— Start of Dataset extract —
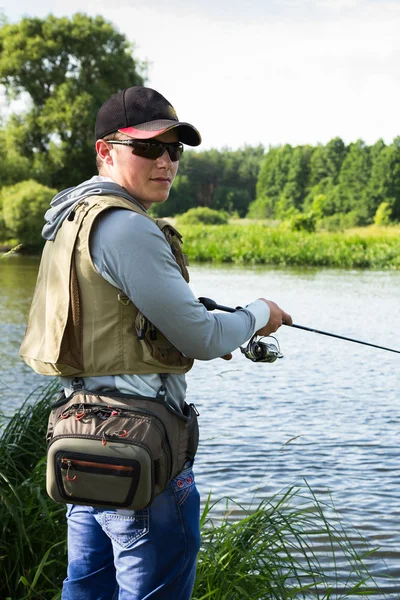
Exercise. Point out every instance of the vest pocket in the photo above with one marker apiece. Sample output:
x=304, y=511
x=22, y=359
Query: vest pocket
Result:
x=157, y=350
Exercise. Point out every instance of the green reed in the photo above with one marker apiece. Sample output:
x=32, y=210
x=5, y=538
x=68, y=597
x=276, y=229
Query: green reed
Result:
x=266, y=552
x=259, y=244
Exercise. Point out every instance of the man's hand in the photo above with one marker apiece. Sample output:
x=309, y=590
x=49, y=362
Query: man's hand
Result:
x=276, y=318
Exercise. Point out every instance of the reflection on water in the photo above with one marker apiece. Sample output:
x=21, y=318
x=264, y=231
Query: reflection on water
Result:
x=327, y=413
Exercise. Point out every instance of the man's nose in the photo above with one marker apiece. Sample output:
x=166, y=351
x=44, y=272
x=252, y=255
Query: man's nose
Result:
x=165, y=159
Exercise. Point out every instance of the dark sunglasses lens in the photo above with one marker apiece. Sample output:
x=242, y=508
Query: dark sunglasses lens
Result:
x=154, y=151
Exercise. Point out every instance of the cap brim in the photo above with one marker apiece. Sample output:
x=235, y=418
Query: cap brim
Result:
x=187, y=134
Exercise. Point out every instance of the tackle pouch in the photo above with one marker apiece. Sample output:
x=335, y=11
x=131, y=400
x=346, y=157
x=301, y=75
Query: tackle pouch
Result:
x=116, y=450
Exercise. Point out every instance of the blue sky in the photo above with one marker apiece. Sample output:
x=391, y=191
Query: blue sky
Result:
x=259, y=71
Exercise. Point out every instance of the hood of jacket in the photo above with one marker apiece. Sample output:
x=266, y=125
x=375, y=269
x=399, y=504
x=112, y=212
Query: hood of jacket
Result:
x=64, y=202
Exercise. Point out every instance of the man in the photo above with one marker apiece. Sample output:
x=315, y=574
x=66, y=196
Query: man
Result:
x=149, y=553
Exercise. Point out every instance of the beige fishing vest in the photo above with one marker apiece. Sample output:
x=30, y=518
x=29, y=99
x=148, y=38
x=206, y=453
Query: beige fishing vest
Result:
x=79, y=324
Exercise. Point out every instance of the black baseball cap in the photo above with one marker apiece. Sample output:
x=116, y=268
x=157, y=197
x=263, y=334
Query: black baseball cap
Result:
x=142, y=113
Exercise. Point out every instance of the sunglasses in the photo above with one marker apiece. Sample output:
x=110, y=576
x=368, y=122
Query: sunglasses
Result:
x=152, y=149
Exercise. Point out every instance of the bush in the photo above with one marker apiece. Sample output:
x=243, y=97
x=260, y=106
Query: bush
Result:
x=261, y=208
x=383, y=215
x=203, y=215
x=24, y=205
x=302, y=222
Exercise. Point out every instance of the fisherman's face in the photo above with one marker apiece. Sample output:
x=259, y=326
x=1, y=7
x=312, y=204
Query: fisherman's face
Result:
x=147, y=180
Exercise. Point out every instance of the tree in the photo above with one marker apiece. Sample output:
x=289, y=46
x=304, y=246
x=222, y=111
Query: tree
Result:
x=384, y=185
x=354, y=178
x=23, y=208
x=66, y=67
x=273, y=177
x=326, y=161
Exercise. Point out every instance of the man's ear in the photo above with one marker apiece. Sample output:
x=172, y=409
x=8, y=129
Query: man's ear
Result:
x=103, y=150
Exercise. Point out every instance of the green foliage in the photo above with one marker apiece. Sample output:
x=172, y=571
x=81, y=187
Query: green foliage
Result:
x=68, y=67
x=303, y=222
x=274, y=173
x=273, y=552
x=23, y=207
x=203, y=215
x=222, y=180
x=259, y=244
x=270, y=552
x=261, y=208
x=33, y=528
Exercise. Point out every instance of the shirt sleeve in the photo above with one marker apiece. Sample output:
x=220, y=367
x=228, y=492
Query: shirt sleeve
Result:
x=130, y=252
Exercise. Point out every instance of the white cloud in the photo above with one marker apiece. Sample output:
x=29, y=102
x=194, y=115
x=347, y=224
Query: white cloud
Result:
x=297, y=72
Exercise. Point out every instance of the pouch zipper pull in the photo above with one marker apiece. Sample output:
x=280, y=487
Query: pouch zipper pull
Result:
x=77, y=383
x=69, y=469
x=153, y=332
x=195, y=409
x=142, y=327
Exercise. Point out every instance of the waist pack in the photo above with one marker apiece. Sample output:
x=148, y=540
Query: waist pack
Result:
x=116, y=450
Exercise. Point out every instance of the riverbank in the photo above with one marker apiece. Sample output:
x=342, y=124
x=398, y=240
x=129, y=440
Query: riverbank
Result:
x=258, y=244
x=270, y=551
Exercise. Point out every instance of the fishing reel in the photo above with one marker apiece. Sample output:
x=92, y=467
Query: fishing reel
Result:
x=258, y=351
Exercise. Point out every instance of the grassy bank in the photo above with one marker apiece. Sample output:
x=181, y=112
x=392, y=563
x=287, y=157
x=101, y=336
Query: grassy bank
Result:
x=253, y=243
x=271, y=552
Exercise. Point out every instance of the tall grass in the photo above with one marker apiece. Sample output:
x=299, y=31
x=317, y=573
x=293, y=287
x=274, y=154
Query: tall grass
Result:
x=33, y=529
x=285, y=548
x=260, y=244
x=270, y=552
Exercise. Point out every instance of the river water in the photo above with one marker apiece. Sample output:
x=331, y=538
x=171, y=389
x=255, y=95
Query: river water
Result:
x=328, y=413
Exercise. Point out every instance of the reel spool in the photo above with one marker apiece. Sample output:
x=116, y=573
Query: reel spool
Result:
x=258, y=351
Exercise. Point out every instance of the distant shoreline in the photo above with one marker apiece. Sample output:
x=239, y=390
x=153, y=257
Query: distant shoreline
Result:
x=257, y=243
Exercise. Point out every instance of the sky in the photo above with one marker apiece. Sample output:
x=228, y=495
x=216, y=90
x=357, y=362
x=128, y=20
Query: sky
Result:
x=265, y=72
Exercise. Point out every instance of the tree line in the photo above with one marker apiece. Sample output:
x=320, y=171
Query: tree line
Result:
x=60, y=70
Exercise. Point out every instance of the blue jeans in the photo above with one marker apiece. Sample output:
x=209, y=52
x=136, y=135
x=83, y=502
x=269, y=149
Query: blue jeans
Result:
x=135, y=555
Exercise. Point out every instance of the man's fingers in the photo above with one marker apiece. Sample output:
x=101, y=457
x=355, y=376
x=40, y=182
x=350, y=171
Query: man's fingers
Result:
x=286, y=318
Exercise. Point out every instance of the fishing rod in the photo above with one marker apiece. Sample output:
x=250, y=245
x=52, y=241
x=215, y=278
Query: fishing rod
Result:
x=212, y=305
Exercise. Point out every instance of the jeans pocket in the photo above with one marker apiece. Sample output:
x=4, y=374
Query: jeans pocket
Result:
x=183, y=485
x=126, y=530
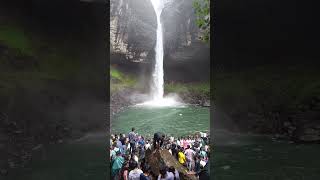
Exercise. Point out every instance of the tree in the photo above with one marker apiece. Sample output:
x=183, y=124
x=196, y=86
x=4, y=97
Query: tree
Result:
x=202, y=11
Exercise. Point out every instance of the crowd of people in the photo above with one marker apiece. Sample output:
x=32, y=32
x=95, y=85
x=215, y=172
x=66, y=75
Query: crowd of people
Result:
x=128, y=156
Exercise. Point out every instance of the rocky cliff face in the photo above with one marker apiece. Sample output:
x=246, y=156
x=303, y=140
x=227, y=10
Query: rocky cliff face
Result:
x=133, y=31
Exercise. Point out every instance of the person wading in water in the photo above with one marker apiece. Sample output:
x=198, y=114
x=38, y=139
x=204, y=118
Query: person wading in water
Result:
x=132, y=139
x=158, y=139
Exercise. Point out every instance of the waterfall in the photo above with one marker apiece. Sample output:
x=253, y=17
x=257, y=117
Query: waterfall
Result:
x=157, y=85
x=157, y=76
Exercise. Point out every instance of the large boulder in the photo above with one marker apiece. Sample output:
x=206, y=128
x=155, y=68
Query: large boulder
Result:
x=160, y=158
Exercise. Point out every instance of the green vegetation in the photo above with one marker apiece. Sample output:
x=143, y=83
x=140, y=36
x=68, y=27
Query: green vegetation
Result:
x=120, y=80
x=16, y=38
x=201, y=89
x=256, y=96
x=202, y=10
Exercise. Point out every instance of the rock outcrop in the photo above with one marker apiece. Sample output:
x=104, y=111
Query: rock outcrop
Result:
x=160, y=158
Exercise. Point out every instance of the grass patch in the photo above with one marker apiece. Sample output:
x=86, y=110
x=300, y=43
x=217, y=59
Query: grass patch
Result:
x=202, y=88
x=16, y=38
x=120, y=80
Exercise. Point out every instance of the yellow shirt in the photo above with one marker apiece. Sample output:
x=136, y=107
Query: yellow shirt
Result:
x=181, y=157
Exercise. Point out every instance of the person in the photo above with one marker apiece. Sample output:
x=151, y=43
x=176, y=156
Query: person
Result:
x=203, y=153
x=181, y=156
x=125, y=169
x=116, y=165
x=158, y=139
x=132, y=140
x=135, y=173
x=146, y=175
x=204, y=174
x=123, y=139
x=174, y=172
x=165, y=175
x=174, y=149
x=147, y=145
x=190, y=157
x=197, y=165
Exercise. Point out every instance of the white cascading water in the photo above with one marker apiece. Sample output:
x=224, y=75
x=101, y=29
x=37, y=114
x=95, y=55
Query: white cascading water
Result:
x=157, y=89
x=157, y=76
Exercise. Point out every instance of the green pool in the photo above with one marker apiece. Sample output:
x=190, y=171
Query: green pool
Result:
x=172, y=121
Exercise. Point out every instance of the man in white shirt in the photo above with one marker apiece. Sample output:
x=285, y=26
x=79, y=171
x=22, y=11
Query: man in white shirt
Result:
x=136, y=172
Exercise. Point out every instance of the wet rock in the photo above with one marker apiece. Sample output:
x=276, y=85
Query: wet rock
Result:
x=226, y=167
x=3, y=172
x=308, y=133
x=160, y=158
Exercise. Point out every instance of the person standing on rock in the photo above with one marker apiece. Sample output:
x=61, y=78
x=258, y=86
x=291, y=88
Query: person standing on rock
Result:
x=190, y=153
x=135, y=173
x=158, y=139
x=132, y=139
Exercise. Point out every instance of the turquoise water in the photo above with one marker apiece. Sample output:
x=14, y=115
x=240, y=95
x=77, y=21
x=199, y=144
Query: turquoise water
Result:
x=248, y=157
x=172, y=121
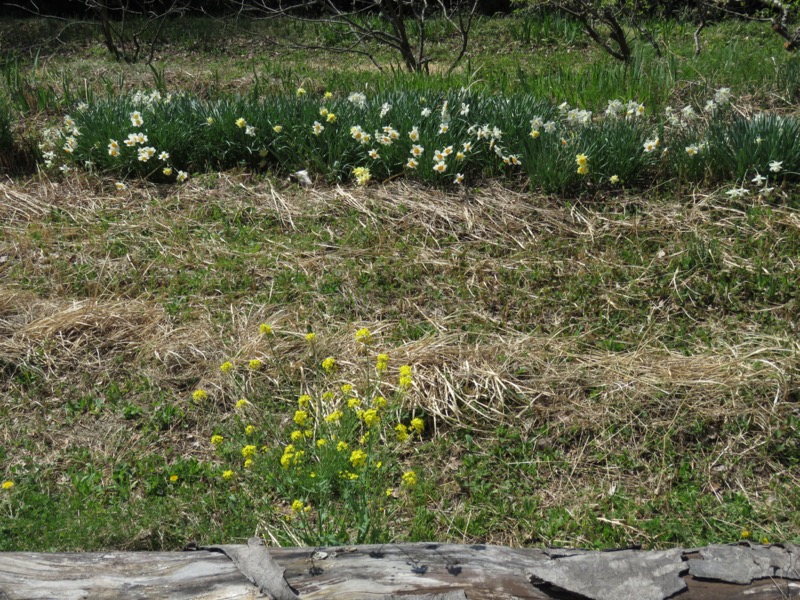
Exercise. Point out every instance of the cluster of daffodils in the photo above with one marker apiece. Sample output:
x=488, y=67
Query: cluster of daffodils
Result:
x=136, y=142
x=58, y=144
x=447, y=140
x=345, y=441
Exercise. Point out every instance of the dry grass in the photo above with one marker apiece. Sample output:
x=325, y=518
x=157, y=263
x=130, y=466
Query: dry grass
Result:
x=491, y=350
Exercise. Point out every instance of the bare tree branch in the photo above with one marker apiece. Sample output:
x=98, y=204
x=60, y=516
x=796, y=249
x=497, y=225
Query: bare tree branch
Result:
x=366, y=24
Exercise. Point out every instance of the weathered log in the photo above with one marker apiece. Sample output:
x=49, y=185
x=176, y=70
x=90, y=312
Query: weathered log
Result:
x=406, y=572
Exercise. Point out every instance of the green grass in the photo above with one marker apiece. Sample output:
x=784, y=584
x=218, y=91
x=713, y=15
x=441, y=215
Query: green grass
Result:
x=618, y=368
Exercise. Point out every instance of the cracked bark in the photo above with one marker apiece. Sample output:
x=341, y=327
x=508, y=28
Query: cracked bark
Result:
x=407, y=572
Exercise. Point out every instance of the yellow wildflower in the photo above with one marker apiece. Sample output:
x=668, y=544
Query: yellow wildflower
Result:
x=300, y=417
x=334, y=417
x=409, y=479
x=370, y=417
x=382, y=363
x=358, y=458
x=401, y=431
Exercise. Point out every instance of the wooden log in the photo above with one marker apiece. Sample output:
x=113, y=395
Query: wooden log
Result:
x=405, y=572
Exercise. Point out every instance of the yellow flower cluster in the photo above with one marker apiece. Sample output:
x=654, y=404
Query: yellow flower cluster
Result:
x=358, y=458
x=382, y=363
x=409, y=479
x=291, y=456
x=583, y=164
x=329, y=364
x=300, y=417
x=370, y=417
x=406, y=377
x=334, y=417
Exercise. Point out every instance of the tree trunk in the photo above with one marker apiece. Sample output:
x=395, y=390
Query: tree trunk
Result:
x=406, y=572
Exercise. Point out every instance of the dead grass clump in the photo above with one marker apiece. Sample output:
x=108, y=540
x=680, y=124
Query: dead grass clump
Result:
x=63, y=332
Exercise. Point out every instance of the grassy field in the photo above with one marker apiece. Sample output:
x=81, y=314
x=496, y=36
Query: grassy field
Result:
x=612, y=368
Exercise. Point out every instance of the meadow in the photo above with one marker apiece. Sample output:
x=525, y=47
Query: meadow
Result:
x=545, y=299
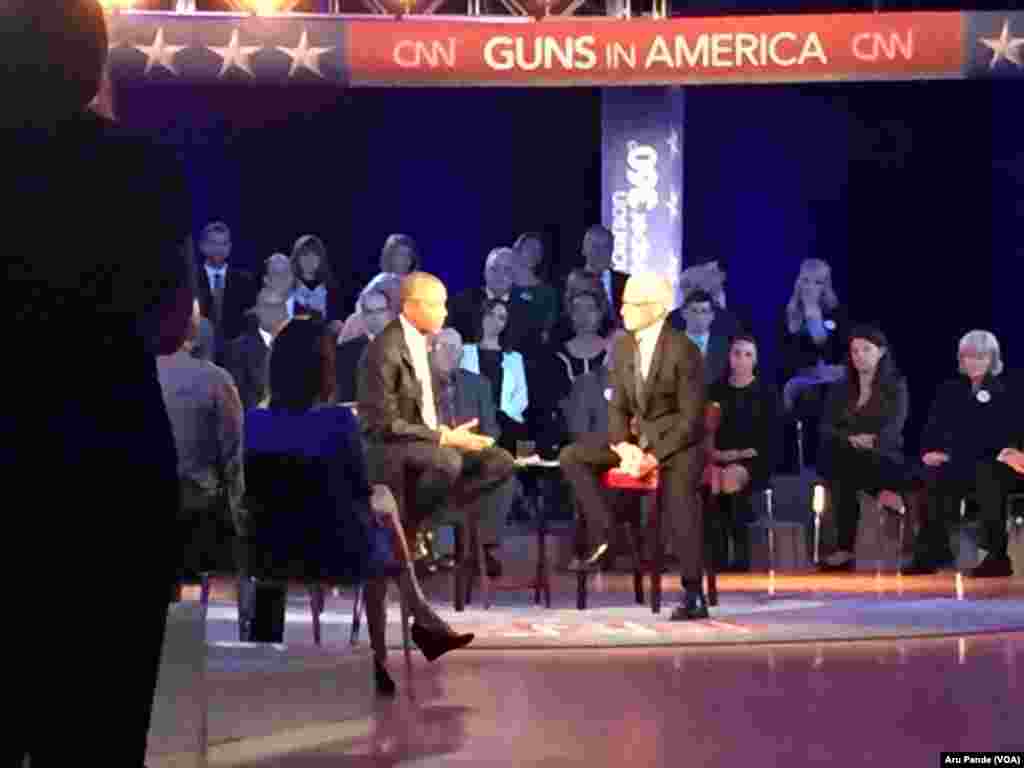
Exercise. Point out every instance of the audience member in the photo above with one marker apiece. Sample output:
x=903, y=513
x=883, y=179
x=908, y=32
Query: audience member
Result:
x=814, y=328
x=207, y=418
x=655, y=422
x=862, y=436
x=745, y=448
x=377, y=310
x=300, y=420
x=504, y=370
x=247, y=356
x=464, y=396
x=226, y=293
x=355, y=326
x=973, y=427
x=522, y=327
x=124, y=297
x=587, y=407
x=598, y=246
x=698, y=313
x=528, y=262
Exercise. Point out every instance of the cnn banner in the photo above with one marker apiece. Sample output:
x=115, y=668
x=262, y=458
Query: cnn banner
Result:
x=597, y=51
x=642, y=178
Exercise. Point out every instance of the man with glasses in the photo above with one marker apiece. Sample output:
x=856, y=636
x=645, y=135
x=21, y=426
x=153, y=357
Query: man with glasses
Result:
x=698, y=313
x=655, y=422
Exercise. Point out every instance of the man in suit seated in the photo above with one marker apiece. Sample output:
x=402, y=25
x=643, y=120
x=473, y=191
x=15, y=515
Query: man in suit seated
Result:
x=523, y=331
x=698, y=314
x=375, y=308
x=655, y=420
x=710, y=276
x=246, y=357
x=463, y=396
x=406, y=441
x=225, y=293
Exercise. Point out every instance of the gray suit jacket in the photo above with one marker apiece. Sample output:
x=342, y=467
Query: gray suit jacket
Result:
x=587, y=408
x=474, y=399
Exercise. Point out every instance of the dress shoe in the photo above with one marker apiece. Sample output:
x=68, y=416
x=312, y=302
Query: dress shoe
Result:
x=593, y=561
x=385, y=685
x=993, y=567
x=694, y=605
x=435, y=643
x=920, y=567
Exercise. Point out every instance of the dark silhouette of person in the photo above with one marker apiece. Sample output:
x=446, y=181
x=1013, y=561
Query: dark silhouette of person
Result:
x=94, y=456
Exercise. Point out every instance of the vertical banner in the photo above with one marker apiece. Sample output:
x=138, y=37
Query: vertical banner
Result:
x=642, y=178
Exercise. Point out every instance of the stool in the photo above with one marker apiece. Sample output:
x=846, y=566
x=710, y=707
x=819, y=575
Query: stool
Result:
x=647, y=486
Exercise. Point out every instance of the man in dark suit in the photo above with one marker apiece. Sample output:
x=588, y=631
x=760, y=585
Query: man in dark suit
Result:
x=598, y=246
x=407, y=443
x=464, y=396
x=125, y=297
x=377, y=314
x=225, y=293
x=523, y=331
x=698, y=313
x=655, y=421
x=710, y=276
x=246, y=356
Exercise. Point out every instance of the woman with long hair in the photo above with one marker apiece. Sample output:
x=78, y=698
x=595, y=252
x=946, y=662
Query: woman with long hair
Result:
x=862, y=436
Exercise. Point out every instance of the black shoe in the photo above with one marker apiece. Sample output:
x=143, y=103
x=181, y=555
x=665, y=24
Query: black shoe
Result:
x=385, y=685
x=435, y=644
x=694, y=606
x=921, y=567
x=993, y=567
x=494, y=565
x=593, y=561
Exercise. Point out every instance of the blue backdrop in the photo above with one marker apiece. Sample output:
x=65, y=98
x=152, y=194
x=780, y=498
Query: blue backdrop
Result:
x=910, y=190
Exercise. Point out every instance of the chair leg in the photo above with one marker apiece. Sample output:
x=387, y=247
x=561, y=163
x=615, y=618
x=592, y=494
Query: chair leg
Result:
x=458, y=573
x=316, y=602
x=657, y=559
x=482, y=565
x=204, y=590
x=631, y=541
x=356, y=614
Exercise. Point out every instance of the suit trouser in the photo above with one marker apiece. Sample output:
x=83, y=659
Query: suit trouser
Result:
x=945, y=485
x=441, y=475
x=583, y=464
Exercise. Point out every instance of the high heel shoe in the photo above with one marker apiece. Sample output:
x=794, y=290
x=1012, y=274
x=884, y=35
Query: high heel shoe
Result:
x=434, y=644
x=385, y=685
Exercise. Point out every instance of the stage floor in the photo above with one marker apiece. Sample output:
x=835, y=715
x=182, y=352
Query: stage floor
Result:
x=753, y=608
x=786, y=680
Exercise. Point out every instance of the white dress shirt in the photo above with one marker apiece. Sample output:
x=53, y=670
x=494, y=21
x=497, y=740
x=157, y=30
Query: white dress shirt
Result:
x=647, y=341
x=418, y=348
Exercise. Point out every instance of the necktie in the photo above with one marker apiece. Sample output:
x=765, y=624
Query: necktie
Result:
x=218, y=297
x=641, y=386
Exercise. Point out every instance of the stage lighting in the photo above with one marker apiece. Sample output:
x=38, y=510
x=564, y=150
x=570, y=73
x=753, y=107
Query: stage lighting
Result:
x=265, y=7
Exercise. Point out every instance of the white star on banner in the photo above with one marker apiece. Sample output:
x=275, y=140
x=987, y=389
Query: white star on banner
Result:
x=161, y=53
x=673, y=203
x=1004, y=46
x=673, y=141
x=304, y=56
x=235, y=54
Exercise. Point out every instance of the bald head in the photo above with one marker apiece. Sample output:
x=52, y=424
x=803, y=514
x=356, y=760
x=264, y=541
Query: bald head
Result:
x=424, y=301
x=646, y=300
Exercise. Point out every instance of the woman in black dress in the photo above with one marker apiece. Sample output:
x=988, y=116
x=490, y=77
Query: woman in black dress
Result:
x=745, y=446
x=862, y=436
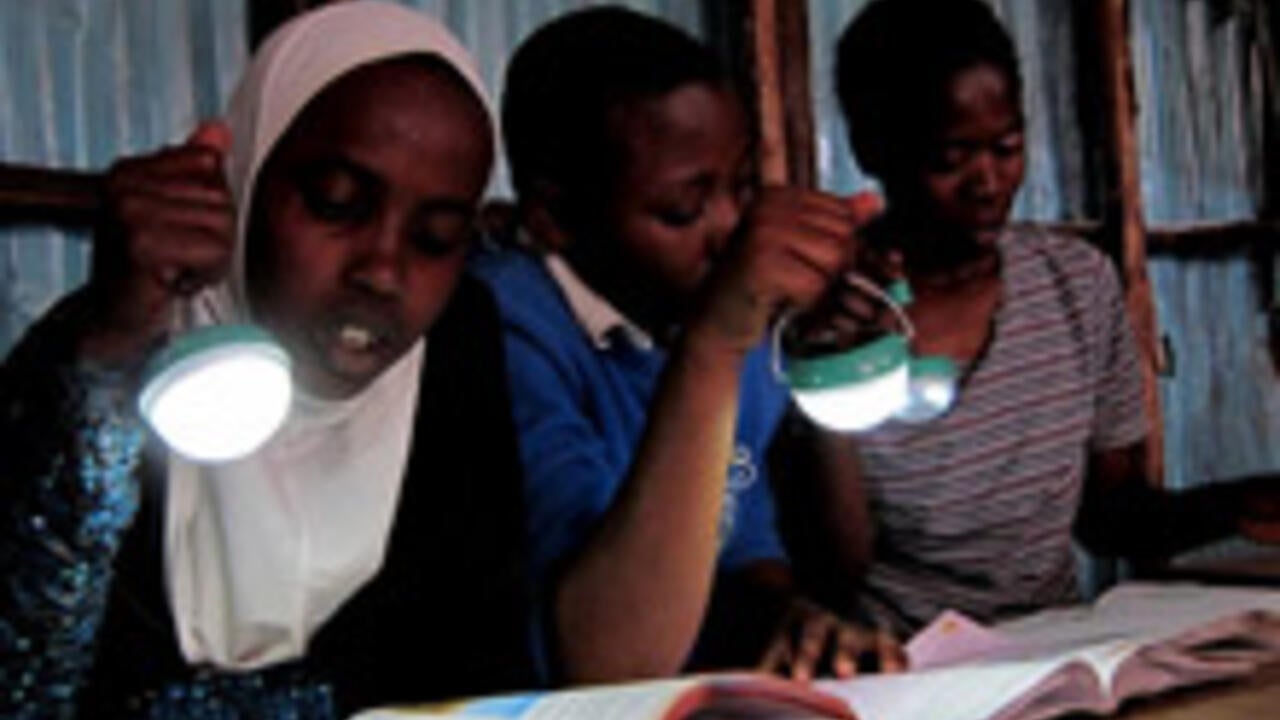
— End of Dataset extract —
▶ _Exercise requirements_: Copy the entries word for word, starting at the very beginning and ending with the line that holds "x=276, y=318". Leave the pictures out of your copy.

▶ _Response to this exercise_:
Exercise. Point out every instance of the vest pocket in the photo above with one marker apiece. Sample output:
x=304, y=511
x=22, y=359
Query: vest pocket
Result:
x=157, y=350
Exercise. Point out every instance of the green reed in the photo above with one marker apiece. Sample output:
x=32, y=210
x=5, y=538
x=68, y=597
x=276, y=229
Query: green reed
Result:
x=266, y=552
x=259, y=244
Exercise. Point out every instance of the man's hand in the photo above with one marker apiece. Sample output:
x=309, y=590
x=49, y=362
Query: man's hand
Result:
x=276, y=318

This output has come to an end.